**Recorded data**:
--*--
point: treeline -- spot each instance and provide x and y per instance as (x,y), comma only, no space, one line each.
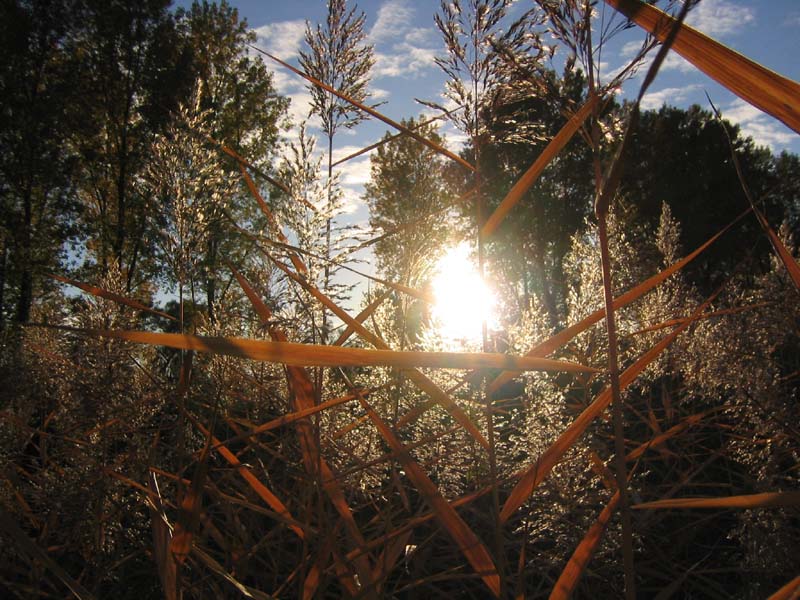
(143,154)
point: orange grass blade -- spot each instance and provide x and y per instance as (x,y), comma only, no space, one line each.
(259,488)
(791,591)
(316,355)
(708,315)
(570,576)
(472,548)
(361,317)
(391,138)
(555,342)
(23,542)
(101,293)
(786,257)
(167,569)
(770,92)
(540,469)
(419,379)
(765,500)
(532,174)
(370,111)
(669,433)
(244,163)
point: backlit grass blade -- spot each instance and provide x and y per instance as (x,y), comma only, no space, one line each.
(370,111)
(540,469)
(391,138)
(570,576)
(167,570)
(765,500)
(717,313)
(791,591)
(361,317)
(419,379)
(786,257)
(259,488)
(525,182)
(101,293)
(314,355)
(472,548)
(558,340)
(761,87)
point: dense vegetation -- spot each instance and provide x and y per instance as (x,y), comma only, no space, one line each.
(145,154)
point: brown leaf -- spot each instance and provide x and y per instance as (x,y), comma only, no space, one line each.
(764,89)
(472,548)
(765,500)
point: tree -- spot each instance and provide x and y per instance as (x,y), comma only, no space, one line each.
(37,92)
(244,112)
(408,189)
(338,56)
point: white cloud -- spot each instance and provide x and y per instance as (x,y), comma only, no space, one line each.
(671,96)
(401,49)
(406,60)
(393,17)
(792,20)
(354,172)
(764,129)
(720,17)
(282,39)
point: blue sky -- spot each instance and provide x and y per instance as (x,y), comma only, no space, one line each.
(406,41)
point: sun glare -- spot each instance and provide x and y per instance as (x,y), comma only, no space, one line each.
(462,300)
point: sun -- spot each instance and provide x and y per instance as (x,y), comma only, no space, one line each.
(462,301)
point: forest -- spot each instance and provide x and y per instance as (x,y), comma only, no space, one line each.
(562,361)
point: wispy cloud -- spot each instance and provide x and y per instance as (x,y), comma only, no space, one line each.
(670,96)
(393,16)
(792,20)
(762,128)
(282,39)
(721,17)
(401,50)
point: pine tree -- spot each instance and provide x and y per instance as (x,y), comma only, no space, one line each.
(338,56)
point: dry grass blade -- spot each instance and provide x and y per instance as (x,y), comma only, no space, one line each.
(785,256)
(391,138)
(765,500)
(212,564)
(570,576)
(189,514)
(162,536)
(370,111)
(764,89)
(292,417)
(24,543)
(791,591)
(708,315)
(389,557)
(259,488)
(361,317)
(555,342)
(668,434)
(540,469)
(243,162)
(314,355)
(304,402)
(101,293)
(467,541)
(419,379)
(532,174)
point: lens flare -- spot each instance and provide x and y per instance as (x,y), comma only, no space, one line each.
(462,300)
--*--
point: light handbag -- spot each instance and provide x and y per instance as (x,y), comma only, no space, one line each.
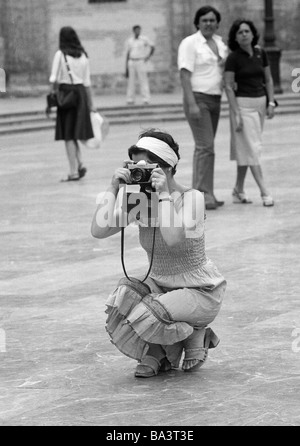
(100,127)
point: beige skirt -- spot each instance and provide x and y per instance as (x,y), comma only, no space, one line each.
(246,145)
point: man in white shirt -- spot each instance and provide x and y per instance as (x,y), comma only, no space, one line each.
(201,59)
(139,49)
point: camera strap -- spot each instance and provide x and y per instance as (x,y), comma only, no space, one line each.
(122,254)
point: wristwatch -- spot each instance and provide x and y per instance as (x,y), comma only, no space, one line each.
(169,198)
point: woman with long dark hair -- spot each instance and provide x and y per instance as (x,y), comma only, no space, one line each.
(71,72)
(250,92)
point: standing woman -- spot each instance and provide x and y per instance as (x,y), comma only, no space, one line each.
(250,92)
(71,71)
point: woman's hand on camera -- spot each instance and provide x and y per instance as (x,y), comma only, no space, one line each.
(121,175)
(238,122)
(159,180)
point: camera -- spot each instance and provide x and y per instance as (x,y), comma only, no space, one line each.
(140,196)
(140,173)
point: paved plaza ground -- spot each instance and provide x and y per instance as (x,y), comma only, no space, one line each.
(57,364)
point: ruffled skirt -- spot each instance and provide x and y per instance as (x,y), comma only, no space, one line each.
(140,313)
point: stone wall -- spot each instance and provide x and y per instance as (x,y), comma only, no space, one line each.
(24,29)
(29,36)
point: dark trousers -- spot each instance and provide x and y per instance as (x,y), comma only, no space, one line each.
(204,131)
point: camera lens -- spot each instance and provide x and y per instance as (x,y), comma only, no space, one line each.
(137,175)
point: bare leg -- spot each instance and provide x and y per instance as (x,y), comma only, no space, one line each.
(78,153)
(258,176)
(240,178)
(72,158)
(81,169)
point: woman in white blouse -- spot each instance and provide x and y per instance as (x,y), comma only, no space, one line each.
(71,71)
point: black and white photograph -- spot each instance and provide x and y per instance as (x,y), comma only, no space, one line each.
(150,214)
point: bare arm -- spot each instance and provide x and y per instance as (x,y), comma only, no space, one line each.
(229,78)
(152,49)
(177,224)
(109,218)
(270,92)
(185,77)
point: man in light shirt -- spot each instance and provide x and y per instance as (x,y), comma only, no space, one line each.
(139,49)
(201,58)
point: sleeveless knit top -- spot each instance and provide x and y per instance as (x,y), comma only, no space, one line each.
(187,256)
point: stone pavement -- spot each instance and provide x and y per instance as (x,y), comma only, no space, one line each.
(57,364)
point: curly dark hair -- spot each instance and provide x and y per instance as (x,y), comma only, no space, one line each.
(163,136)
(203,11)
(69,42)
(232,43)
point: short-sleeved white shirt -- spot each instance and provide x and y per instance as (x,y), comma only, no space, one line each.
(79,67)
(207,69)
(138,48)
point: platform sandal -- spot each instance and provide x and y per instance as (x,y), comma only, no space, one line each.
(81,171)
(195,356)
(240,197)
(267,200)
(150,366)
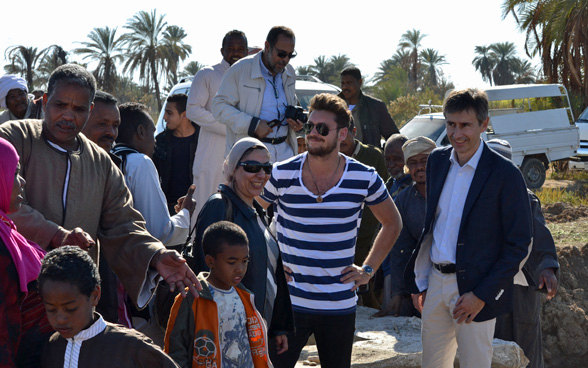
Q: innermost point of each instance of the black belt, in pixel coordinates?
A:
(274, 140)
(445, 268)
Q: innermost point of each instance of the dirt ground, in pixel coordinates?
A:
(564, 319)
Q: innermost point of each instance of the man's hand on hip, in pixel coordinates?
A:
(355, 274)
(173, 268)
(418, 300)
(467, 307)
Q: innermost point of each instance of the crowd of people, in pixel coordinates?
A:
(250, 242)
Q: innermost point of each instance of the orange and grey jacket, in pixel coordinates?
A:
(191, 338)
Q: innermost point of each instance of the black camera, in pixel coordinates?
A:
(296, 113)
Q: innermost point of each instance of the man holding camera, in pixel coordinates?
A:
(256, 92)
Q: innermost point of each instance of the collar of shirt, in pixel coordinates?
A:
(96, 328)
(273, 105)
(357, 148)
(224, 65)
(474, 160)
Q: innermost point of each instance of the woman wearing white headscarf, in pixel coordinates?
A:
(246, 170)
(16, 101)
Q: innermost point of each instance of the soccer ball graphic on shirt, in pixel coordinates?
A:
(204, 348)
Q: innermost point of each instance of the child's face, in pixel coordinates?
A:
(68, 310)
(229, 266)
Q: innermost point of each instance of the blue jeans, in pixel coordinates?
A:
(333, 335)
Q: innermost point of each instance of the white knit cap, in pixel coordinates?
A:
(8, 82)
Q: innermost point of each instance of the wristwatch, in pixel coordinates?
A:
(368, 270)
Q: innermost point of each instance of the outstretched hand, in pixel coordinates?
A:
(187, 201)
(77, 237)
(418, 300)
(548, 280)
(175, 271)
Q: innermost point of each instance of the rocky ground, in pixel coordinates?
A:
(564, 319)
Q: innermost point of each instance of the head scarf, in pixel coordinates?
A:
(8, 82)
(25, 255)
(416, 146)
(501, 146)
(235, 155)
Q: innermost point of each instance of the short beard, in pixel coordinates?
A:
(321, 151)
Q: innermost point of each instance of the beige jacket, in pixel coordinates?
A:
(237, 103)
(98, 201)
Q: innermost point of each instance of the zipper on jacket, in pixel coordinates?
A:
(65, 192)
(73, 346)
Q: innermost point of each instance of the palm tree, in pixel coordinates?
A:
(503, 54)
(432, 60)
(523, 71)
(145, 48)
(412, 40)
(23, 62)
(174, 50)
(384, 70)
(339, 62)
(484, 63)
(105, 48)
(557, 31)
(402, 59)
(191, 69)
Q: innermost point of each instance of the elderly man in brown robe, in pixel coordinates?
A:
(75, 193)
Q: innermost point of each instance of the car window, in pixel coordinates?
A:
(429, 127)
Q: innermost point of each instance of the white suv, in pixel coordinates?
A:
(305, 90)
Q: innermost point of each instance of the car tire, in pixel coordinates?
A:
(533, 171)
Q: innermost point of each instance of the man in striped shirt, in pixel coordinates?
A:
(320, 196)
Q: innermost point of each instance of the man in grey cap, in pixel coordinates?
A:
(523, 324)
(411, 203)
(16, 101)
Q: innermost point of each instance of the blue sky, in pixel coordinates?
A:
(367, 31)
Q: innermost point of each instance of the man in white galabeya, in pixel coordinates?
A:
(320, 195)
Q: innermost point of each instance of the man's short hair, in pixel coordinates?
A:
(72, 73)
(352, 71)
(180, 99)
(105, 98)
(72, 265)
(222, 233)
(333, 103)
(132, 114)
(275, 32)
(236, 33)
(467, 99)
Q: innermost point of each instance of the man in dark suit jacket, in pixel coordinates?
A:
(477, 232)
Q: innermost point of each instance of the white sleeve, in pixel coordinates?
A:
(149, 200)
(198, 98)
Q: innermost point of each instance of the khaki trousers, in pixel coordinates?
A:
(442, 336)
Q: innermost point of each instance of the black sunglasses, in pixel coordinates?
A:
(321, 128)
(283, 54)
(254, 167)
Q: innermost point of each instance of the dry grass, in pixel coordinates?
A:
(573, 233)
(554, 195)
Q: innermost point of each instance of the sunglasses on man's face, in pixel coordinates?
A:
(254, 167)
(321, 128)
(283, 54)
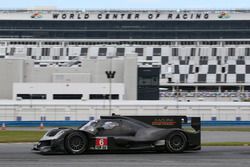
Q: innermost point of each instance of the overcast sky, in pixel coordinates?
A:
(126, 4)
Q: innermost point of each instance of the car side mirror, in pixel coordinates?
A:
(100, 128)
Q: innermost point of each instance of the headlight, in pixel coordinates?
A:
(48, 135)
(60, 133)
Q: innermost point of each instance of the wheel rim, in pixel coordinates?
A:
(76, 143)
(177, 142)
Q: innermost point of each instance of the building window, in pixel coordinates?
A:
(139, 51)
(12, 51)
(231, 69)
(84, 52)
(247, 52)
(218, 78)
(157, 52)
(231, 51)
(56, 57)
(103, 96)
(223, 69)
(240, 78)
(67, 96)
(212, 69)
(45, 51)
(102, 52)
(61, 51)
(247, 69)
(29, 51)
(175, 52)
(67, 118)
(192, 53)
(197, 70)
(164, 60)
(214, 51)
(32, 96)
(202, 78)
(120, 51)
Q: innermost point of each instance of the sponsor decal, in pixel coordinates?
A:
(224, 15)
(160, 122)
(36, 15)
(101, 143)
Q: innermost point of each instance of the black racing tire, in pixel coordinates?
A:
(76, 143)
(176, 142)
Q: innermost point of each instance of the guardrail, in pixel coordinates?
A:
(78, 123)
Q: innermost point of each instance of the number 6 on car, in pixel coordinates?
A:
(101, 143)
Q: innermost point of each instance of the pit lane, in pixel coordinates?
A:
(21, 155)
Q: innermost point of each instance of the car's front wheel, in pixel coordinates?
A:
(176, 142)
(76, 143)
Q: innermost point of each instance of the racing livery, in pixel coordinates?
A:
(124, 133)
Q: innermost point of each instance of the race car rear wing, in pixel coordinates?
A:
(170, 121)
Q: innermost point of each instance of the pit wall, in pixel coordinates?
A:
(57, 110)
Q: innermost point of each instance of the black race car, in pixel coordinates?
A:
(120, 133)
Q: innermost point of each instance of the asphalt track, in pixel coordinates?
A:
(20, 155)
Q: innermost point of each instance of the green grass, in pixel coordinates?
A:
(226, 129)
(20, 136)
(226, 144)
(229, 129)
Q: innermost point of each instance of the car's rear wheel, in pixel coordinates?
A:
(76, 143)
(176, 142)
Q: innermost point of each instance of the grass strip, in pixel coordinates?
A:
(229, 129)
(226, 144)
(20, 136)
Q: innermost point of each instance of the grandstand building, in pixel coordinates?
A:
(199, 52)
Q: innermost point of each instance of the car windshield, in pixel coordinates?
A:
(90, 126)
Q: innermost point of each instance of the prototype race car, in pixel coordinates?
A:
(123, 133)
--*--
**Task**: Return every line of the data above that contains the word "blade". Treat uppercase and lowercase letters as different.

**Response to this exercise**:
point: orange grass blade -- spot each instance and provide x and y per instance as (x,y), comma only, no space, one line each.
point: backlit grass blade -- spot each instance and provide x and y per instance as (x,y), comma only, no space, one line each.
point: dry grass blade -- spot each instance and provide x and y per instance as (x,y), comma only, no space, one line each.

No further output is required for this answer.